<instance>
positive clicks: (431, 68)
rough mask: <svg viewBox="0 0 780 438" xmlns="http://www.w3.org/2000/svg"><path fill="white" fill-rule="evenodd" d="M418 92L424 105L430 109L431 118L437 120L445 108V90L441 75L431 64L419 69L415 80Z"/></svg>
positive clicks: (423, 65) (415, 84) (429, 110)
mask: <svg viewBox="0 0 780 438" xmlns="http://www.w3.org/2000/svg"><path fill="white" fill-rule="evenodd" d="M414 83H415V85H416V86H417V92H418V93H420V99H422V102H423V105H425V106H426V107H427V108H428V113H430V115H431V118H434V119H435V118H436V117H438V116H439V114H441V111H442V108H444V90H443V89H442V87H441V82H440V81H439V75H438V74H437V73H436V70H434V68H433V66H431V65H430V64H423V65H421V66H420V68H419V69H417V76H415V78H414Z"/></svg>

━━━

**Problem statement**
Can you write out everything from the start of the data down to the line containing "positive clicks: (423, 65)", swapping "rough mask" for "coarse mask" and keeping the rest identical?

**Answer section**
<instance>
positive clicks: (431, 68)
coarse mask: <svg viewBox="0 0 780 438" xmlns="http://www.w3.org/2000/svg"><path fill="white" fill-rule="evenodd" d="M418 92L424 105L430 109L431 118L437 120L445 108V90L441 75L431 64L419 69L415 80Z"/></svg>
positive clicks: (423, 65) (415, 84) (429, 110)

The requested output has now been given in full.